___ RAW RECORDS ___

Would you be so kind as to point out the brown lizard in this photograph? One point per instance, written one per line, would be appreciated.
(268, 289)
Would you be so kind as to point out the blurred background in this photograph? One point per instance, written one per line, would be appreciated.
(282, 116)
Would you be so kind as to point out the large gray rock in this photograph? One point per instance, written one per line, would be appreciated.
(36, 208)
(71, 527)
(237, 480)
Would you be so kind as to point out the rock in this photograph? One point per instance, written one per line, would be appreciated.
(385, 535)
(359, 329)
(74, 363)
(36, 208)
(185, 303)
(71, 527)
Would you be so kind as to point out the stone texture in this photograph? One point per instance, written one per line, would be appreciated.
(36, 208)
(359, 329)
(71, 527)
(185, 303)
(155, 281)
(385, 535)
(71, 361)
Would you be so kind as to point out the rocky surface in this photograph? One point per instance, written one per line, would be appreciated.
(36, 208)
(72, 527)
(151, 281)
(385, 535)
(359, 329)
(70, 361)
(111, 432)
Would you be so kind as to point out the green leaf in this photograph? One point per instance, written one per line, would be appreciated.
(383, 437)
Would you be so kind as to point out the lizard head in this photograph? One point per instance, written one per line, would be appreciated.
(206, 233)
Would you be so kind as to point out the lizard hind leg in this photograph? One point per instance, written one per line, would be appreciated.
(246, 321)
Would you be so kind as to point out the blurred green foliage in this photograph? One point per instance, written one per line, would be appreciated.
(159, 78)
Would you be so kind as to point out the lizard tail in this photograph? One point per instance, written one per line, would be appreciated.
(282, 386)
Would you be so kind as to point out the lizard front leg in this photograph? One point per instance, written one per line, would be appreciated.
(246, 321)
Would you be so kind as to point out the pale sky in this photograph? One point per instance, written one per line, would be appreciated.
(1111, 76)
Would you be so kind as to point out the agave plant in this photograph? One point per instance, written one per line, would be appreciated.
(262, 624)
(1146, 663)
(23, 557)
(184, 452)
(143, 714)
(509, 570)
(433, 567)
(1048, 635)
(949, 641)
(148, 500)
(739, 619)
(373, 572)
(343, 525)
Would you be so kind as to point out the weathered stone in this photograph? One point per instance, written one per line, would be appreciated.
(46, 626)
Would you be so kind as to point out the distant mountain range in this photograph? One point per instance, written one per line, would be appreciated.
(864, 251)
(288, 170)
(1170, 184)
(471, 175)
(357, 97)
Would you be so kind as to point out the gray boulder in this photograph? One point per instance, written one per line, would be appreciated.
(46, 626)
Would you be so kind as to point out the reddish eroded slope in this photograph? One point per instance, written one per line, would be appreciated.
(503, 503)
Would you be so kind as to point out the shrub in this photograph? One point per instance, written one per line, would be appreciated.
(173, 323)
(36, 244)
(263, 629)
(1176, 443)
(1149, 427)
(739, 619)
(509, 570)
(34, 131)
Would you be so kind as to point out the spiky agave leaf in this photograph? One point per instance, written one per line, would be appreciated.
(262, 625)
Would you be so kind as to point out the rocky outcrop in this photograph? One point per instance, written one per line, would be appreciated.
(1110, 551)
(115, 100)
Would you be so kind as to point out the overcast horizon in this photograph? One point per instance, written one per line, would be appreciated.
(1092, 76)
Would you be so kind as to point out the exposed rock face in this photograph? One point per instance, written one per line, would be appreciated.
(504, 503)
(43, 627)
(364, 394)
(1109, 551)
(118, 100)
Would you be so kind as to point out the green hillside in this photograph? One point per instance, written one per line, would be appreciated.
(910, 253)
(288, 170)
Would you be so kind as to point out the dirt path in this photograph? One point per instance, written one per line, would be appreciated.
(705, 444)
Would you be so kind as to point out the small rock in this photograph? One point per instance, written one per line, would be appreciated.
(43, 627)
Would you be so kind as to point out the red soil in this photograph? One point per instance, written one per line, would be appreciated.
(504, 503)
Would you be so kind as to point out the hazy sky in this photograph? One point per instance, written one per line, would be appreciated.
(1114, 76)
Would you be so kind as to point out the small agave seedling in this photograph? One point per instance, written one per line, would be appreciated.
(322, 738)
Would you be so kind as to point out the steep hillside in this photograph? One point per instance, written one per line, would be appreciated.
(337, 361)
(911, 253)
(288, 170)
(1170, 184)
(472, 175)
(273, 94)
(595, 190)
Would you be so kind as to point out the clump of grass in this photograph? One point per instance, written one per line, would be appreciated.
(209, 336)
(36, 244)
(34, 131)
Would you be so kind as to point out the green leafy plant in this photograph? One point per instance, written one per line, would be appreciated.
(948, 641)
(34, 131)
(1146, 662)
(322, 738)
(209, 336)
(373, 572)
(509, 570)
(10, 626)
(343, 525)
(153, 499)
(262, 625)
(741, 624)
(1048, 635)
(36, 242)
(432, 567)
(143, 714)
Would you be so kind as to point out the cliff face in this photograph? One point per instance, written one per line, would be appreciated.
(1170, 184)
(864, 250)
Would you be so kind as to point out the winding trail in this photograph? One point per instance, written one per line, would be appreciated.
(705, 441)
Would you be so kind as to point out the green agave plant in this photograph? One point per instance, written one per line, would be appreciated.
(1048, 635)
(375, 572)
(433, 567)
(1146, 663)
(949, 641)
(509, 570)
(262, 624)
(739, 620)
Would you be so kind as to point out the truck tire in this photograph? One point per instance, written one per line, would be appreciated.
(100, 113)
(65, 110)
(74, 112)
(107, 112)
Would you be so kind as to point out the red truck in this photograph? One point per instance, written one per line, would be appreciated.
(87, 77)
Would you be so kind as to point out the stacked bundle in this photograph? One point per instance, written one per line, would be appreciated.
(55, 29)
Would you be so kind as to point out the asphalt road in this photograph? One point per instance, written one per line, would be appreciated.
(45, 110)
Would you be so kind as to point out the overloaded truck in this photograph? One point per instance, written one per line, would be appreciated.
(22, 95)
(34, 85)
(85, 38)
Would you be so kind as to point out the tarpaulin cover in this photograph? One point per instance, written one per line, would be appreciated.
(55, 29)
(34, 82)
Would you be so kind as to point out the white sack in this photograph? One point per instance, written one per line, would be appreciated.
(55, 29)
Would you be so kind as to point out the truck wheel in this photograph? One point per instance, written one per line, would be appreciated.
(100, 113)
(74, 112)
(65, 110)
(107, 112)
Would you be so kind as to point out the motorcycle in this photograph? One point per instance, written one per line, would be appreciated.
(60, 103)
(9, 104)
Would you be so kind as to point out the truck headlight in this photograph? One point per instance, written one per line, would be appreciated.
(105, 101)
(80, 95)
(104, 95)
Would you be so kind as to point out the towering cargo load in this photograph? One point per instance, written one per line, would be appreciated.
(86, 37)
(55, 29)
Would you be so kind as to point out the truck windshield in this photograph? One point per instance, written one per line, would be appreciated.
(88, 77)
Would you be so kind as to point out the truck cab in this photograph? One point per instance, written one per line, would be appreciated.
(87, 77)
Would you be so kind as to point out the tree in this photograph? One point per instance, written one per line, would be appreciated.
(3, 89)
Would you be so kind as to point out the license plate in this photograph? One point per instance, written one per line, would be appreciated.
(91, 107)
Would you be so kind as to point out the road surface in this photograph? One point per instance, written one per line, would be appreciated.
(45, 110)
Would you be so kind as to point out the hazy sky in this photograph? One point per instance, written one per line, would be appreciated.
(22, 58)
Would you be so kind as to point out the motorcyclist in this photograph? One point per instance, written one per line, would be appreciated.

___

■ REQUIREMENT ■
All lines from the one that contains "Would you be so kind as to point out the tree" through the end of the material are to be quoted exactly, with both ends included.

■ CORRECT ANSWER ■
Would you be so kind as to point out the tree in this photograph? One point per instance, written one per line, would be appreciated.
(3, 89)
Would you be so kind as to point out the license plate in this photograph? One point per instance, written one per line, would be appreciated.
(91, 107)
Would you be so kind as to point out the road surface in this photograph? One point per instance, written one per line, would be appreciated.
(45, 110)
Would you be so kind as to point out the hazy sky in this photograph? One point per instance, written one per line, would be appreciated.
(22, 58)
Would you be so kind as to point out the motorcyclist in this photograph? One point per instance, written one per line, would be appreciated.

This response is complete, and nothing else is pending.